# Görevler
1 > Kitap Günleri yazısına göre etkinlik hangi tarihe kadar açık kalacaktır?
2 > Kitap Günleri yazısında "5 Nisan 2017" ile "Mevlana Kültür Merkezine." arasındaki bölümü, bu ifadeler de dahil olmak üzere aynen yazınız.
3 > Kitap Günleri yazısında geçen bütün tarihleri sıralayınız.

5 Nisan 2017 Çarşamba

Öğrencilere verilen değer bu kadar ucuz olmamalı

'Konya Kitap Günleri'nin beşincisi Mevlana Kültür Merkezinde 27 Mart günü törenle okuyucuların hizmetine sunuldu. Kitapseverleri kitapla ve yazarlarıyla buluşturmayı hedefleyen bu etkinlik 09 Nisana kadar açık kalacak. Yapılan planlama ile ortaokul ve lise öğrencileri de belediyeye ait otobüslerle taşınıyor Mevlana Kültür Merkezine.

03.04.2017 günü çalıştığım okuldan 200 kişiye yakın 7.sınıf öğrencisini 6 öğretmen ve bir idareci nezaretinde 'Kitap Günleri'ne gitmek için belediyemiz tarafından tahsis edilen körüklü bir otobüse bindirdik. İğne atsan düşmeyecek şekilde doluydu otobüs. Her dönüşte, her frende kıyamet sahnesi yaşandı. Bağırış, çağırış, çığlık, vaveylâ...hepsi vardı. Camlar kapalı, klima ise çalışmıyordu. 20 dakikalık bir yolculuk sonucu menzilimize vardık. Biraz bekledikten sonra  kitaplara kavuşmak için sırayla girdik. Kitaptan fazla öğrenci vardı içeride. Çünkü başka okullardan da öğrenciler gelmişlerdi. Yarım saat kadar durabildik. Doğru dürüst kitaplara bakamadan geri dönmek için tekrar otobüse doluştuk. Çünkü bize verilen süre dolmuştu. Aynı güzergahtan tekrar okulumuza döndük.

# Verilen Liste
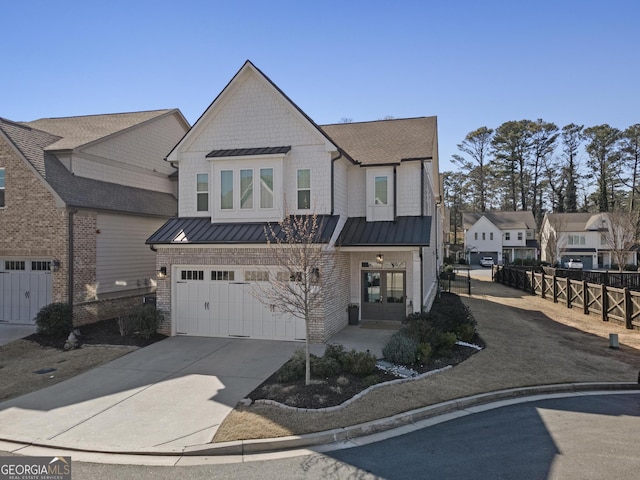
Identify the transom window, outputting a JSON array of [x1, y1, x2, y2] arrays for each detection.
[[4, 260, 26, 270], [244, 270, 269, 282], [211, 270, 235, 281], [374, 175, 389, 205], [196, 173, 209, 212], [297, 168, 311, 210], [180, 270, 204, 280], [31, 261, 51, 272], [0, 168, 4, 208]]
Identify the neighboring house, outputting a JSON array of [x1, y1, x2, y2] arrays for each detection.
[[0, 109, 189, 325], [540, 213, 638, 270], [462, 212, 538, 264], [147, 62, 442, 342]]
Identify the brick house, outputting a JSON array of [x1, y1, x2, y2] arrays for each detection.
[[0, 109, 189, 325], [147, 62, 442, 342]]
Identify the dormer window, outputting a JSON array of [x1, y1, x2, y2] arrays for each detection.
[[297, 168, 311, 210], [196, 173, 209, 212]]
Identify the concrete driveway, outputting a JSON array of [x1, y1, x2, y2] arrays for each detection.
[[0, 337, 304, 452]]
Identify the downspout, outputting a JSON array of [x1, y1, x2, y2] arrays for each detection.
[[67, 208, 78, 319], [393, 167, 398, 222], [331, 150, 342, 216]]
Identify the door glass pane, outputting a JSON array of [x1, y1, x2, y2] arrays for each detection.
[[240, 170, 253, 208], [386, 272, 404, 303], [375, 176, 388, 205], [362, 272, 381, 303]]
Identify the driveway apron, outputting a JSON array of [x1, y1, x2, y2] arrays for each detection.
[[0, 337, 304, 452]]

# Görev Yanıtları
1 > 09 Nisan'a kadar.

2 >
5 Nisan 2017 Çarşamba

Öğrencilere verilen değer bu kadar ucuz olmamalı

'Konya Kitap Günleri'nin beşincisi Mevlana Kültür Merkezinde 27 Mart günü törenle okuyucuların hizmetine sunuldu. Kitapseverleri kitapla ve yazarlarıyla buluşturmayı hedefleyen bu etkinlik 09 Nisana kadar açık kalacak. Yapılan planlama ile ortaokul ve lise öğrencileri de belediyeye ait otobüslerle taşınıyor Mevlana Kültür Merkezine.

3 > 5 Nisan 2017, 27 Mart, 09 Nisan, 03.04.2017